*** Records shown Section Begins ***

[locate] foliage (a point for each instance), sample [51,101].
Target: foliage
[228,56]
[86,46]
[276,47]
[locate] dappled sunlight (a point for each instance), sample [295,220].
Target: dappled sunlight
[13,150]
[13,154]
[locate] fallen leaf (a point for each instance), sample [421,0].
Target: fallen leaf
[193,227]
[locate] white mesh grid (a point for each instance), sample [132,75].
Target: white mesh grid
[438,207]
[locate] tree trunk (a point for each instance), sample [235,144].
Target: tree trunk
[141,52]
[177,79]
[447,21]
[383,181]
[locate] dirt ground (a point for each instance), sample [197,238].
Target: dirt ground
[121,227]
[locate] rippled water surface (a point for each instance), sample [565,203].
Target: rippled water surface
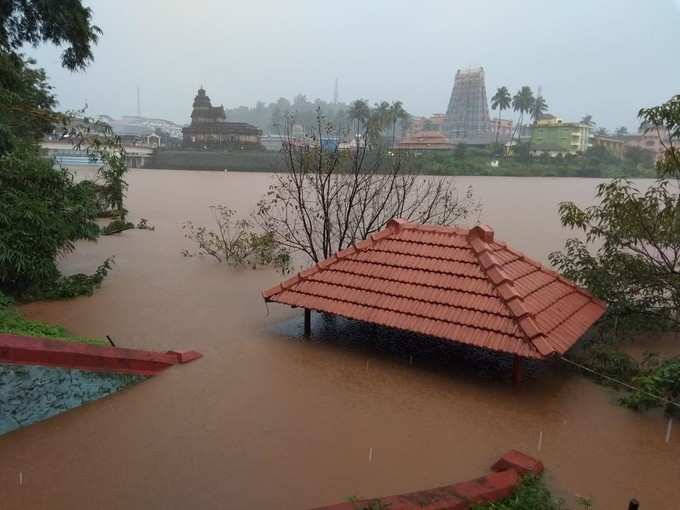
[268,420]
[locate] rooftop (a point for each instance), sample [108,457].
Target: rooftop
[451,283]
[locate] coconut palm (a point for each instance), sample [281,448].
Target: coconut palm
[588,120]
[397,113]
[538,109]
[360,112]
[501,100]
[522,102]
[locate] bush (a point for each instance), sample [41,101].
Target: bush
[43,212]
[12,322]
[532,494]
[235,242]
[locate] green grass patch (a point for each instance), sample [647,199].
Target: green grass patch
[532,494]
[12,322]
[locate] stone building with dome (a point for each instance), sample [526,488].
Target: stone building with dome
[209,128]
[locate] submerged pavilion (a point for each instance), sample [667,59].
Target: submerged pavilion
[450,283]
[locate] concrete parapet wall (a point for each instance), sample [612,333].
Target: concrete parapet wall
[506,476]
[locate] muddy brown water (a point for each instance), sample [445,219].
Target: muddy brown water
[268,420]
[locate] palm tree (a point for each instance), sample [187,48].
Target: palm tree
[588,120]
[360,112]
[538,109]
[501,100]
[622,131]
[522,102]
[397,113]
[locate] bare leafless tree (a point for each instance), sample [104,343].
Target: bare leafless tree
[337,189]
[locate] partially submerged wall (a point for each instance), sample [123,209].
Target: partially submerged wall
[33,393]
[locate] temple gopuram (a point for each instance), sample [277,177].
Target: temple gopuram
[209,128]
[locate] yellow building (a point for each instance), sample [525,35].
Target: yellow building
[554,137]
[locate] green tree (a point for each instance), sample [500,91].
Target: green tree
[65,23]
[588,120]
[42,213]
[636,265]
[500,101]
[538,109]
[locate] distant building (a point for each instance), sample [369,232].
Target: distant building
[425,140]
[273,143]
[554,137]
[504,130]
[209,128]
[467,116]
[615,146]
[653,141]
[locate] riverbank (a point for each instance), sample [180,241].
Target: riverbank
[475,162]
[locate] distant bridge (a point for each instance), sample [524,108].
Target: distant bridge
[66,155]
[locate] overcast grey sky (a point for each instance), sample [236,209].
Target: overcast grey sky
[603,57]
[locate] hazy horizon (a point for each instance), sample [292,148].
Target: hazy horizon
[606,59]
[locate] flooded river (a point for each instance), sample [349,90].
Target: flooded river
[268,420]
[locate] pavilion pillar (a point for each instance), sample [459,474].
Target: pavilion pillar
[308,322]
[517,370]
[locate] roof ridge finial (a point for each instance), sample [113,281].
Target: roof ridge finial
[483,232]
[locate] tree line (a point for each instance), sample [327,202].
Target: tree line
[272,118]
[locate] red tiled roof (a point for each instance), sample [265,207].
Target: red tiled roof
[451,283]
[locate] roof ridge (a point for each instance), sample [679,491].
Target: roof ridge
[508,295]
[412,314]
[390,229]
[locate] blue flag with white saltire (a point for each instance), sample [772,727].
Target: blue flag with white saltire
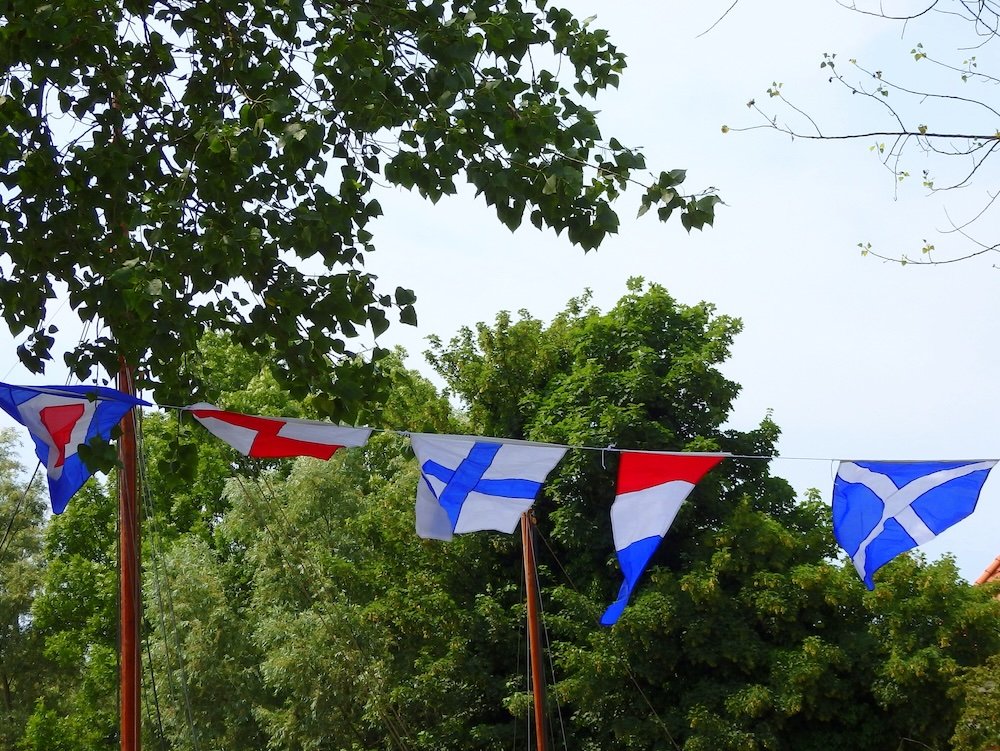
[882,509]
[59,419]
[469,484]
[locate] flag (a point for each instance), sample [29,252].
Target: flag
[882,509]
[469,484]
[59,419]
[277,437]
[651,489]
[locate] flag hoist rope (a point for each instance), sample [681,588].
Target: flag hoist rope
[534,632]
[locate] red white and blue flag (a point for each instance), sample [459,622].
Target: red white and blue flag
[277,437]
[60,419]
[651,489]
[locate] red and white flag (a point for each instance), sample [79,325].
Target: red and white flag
[277,437]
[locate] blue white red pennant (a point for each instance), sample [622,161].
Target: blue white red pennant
[651,489]
[60,419]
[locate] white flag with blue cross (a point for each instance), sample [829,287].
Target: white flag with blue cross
[882,509]
[468,484]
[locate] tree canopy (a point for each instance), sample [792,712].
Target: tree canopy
[932,122]
[175,167]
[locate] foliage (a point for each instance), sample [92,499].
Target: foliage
[178,167]
[940,115]
[743,635]
[978,727]
[302,612]
[21,661]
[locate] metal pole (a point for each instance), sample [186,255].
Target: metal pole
[534,632]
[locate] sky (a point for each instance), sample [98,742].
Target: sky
[855,357]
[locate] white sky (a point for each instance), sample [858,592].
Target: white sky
[858,358]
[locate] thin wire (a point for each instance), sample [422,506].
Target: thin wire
[552,666]
[522,655]
[159,576]
[156,698]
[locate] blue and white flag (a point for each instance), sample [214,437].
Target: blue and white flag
[469,484]
[59,419]
[882,509]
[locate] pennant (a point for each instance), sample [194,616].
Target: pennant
[882,509]
[651,489]
[468,484]
[277,437]
[60,419]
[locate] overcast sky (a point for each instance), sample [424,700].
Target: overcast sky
[857,358]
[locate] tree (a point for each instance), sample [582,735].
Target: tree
[74,615]
[176,167]
[21,661]
[744,634]
[943,112]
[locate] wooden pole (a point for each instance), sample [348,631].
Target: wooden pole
[534,632]
[128,566]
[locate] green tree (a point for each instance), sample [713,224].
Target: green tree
[22,665]
[744,634]
[978,727]
[176,167]
[75,614]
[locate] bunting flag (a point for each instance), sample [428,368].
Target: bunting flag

*** Records shown Section Ends ***

▶ [Task instructions] Go through the records and pull out each line that includes the word "bunting".

▶ [The completed task]
[locate] bunting flag (a point for each instance), sample [428,368].
Target: bunting flag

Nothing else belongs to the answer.